START DATA FOR ANALYSIS

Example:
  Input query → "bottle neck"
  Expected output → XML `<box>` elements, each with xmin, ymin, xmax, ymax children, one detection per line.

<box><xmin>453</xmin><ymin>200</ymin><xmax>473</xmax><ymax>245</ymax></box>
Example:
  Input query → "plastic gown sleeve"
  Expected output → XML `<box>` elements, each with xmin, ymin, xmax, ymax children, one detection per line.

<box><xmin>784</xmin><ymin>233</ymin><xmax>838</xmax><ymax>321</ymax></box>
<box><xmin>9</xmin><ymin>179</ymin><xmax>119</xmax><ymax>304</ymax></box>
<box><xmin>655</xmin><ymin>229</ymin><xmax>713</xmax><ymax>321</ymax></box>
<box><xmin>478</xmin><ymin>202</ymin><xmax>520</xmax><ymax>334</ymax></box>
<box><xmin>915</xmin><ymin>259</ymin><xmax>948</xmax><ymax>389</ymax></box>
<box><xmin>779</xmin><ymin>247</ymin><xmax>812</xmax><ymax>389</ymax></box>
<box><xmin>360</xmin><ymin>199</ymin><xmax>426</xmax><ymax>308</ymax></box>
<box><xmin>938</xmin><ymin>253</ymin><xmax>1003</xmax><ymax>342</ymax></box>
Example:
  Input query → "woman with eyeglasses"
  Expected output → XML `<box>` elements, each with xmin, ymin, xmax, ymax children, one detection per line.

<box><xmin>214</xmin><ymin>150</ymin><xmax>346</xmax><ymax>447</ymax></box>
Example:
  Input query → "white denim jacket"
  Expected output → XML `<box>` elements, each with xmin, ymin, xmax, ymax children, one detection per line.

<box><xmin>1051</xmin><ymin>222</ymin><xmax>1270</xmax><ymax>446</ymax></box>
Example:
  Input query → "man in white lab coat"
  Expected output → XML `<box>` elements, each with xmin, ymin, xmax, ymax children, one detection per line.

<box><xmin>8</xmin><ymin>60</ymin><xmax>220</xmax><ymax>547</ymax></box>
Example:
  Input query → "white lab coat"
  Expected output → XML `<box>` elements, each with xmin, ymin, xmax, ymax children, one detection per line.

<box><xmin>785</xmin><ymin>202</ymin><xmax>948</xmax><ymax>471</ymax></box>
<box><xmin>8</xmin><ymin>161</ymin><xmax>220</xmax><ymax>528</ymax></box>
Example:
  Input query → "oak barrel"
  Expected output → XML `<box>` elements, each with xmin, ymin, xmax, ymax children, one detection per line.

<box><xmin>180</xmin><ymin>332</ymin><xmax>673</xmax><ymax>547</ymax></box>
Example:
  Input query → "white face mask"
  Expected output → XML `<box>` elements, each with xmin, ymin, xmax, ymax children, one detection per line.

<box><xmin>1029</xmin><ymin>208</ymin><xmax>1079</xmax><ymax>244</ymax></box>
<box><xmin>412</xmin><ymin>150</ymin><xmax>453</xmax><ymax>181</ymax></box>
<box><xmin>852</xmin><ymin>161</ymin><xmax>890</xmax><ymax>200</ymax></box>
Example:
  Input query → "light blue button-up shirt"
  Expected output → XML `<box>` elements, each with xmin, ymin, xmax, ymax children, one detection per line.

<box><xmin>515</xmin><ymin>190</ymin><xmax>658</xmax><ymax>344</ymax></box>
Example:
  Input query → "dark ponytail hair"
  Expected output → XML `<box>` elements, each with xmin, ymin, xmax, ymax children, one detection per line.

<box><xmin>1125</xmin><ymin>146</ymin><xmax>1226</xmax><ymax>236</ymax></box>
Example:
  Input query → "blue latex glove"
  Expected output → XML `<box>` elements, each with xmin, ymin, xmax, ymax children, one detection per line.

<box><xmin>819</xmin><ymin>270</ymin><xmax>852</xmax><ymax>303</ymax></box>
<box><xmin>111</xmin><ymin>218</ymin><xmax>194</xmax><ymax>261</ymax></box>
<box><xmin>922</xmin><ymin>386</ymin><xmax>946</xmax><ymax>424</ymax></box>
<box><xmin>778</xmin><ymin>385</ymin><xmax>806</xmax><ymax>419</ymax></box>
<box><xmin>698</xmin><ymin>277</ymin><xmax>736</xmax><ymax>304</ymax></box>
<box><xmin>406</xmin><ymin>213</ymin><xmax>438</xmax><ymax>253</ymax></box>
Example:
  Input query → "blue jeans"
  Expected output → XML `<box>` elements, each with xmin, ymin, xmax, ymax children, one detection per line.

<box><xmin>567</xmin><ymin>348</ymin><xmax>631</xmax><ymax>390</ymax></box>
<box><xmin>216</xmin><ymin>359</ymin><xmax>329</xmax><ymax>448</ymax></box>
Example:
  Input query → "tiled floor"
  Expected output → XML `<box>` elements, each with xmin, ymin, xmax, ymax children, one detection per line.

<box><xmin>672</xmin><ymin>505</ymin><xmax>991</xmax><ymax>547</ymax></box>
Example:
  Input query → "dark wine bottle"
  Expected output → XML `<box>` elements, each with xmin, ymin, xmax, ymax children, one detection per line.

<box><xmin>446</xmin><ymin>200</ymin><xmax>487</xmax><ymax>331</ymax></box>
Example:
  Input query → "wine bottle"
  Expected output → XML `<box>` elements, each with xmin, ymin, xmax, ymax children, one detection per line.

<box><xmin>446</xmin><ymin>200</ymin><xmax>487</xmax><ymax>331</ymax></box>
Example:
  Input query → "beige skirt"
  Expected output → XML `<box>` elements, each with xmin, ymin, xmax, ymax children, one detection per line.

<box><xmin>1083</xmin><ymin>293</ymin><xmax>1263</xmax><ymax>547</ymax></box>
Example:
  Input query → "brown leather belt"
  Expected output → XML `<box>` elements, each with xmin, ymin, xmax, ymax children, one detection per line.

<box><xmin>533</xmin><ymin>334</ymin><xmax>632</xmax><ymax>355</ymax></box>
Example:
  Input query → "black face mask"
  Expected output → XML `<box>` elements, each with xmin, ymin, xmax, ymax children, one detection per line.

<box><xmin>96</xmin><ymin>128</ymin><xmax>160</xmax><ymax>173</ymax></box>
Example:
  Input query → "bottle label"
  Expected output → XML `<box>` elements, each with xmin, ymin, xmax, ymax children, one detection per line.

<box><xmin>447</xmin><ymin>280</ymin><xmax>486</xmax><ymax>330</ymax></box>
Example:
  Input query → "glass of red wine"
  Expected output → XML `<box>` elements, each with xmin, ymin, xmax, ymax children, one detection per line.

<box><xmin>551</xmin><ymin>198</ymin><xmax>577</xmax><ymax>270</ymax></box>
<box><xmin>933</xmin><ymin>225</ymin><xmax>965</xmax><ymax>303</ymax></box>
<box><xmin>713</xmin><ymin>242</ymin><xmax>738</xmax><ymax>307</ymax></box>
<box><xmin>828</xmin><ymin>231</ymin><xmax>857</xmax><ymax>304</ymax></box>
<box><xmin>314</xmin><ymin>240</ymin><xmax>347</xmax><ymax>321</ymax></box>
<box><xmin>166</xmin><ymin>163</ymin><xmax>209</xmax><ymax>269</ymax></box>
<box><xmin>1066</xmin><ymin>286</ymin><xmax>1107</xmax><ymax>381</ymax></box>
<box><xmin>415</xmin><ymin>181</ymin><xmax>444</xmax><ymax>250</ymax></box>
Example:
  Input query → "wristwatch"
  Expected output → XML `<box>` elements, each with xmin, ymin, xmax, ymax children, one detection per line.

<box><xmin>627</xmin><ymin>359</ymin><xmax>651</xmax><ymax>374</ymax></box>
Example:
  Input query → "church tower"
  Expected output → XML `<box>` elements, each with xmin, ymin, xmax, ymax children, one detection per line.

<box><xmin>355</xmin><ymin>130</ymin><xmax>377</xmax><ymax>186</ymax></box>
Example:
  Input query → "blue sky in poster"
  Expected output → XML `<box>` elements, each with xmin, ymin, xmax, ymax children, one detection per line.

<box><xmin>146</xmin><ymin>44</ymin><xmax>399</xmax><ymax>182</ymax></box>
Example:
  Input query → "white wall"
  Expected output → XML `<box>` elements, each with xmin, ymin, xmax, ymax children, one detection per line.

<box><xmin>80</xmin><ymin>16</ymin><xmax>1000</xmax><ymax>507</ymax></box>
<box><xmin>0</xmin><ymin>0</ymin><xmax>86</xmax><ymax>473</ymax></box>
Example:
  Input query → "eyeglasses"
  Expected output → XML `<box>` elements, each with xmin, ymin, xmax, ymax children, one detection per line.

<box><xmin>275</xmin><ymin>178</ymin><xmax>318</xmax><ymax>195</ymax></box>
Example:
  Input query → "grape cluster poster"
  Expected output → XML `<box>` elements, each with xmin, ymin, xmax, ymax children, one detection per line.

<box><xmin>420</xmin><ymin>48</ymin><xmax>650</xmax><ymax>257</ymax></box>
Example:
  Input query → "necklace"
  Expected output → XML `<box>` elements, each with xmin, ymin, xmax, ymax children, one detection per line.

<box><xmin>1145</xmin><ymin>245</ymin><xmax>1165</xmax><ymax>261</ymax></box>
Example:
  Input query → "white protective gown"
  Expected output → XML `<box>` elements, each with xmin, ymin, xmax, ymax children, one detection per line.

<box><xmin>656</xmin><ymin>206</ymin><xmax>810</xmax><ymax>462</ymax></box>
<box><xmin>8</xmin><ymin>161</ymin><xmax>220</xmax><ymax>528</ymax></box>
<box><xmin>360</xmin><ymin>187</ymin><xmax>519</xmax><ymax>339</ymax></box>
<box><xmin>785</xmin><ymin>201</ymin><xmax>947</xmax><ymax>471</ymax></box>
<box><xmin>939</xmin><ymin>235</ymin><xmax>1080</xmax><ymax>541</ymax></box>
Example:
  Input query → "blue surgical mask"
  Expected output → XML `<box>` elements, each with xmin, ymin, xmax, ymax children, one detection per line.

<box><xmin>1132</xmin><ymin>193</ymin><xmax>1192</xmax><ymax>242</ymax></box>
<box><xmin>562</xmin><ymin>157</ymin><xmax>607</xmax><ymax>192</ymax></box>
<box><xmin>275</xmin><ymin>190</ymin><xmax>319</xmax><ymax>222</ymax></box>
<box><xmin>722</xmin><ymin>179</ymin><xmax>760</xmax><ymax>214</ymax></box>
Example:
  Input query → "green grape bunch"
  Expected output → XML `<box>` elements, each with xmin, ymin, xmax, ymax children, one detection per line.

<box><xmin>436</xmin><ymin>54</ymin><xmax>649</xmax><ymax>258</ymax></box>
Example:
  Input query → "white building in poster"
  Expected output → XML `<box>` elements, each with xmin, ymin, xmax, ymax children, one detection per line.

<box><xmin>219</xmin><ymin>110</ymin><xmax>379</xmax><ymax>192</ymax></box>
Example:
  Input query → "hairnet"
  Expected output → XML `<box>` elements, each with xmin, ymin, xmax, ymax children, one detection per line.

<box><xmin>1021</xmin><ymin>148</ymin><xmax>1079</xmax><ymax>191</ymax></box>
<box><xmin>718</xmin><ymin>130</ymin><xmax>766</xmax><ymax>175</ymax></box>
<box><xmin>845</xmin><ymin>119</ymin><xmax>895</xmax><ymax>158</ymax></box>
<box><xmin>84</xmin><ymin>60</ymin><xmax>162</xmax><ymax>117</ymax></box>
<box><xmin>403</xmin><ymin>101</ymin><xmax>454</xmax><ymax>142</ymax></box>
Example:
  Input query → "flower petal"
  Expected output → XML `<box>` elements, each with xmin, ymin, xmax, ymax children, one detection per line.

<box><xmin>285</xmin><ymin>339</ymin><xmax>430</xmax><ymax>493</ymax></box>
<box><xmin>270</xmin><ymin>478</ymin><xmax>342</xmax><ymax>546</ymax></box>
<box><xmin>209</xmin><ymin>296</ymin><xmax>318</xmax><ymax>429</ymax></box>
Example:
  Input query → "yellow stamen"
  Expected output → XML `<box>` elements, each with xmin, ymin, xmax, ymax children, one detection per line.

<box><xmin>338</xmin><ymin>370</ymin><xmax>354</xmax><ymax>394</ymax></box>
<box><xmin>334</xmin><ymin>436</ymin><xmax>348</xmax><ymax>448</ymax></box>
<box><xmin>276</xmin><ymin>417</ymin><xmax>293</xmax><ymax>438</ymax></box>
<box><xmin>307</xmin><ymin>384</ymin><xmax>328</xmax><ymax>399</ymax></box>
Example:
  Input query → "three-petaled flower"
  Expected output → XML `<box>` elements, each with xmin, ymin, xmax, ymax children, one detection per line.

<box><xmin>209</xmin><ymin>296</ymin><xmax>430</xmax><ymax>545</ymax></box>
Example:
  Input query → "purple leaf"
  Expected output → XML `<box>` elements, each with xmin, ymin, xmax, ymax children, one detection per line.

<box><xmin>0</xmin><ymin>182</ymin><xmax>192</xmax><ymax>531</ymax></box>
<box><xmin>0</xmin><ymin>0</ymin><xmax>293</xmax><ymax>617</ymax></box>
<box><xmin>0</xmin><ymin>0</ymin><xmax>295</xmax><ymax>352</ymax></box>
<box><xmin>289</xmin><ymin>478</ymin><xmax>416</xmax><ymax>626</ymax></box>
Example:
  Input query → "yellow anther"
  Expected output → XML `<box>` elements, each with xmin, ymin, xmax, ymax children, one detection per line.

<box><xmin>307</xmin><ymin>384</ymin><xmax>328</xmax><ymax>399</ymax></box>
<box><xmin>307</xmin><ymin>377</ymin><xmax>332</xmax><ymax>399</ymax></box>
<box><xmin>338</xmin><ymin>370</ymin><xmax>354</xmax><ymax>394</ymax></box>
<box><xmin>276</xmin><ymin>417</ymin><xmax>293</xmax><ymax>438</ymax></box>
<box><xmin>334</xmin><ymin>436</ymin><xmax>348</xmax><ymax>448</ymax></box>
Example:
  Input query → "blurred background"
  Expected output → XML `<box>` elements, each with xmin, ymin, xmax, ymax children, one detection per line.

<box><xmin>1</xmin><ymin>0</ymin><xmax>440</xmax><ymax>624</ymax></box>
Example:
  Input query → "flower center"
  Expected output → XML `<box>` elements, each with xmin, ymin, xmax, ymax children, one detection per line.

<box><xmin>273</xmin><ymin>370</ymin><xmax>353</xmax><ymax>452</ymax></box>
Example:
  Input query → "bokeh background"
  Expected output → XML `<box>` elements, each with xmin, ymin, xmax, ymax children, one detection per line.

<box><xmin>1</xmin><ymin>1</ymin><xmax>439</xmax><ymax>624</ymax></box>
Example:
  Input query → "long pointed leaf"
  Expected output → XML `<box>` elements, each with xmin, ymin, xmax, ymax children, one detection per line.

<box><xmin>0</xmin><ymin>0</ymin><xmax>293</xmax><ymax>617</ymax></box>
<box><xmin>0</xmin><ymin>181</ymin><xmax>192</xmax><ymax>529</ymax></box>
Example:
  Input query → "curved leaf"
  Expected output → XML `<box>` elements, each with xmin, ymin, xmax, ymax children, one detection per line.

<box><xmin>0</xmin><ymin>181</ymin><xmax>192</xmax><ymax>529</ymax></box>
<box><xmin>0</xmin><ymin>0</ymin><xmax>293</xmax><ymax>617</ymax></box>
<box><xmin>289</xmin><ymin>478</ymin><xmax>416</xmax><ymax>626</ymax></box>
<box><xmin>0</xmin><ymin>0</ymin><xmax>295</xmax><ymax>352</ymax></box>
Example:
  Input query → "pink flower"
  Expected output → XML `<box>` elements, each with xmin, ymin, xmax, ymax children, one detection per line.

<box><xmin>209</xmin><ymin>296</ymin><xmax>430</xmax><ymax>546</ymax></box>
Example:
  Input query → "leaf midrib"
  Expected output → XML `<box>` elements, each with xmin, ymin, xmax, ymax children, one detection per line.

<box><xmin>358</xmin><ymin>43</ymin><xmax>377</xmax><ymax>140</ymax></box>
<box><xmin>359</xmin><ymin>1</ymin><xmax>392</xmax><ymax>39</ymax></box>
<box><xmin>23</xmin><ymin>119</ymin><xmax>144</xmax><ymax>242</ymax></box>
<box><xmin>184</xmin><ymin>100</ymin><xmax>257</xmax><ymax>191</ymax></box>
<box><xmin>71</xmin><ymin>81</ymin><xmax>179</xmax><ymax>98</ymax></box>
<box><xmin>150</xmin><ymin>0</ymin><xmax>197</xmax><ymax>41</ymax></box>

END DATA FOR ANALYSIS

BRIEF
Wherever the word "blue" appears in the records above, copy that line.

ANSWER AREA
  Input query → "light blue button-up shirt"
  Input query → "blue latex glove"
  Input query → "blue jeans"
  Input query → "blue sky in poster"
  Input query → "blue surgical mask"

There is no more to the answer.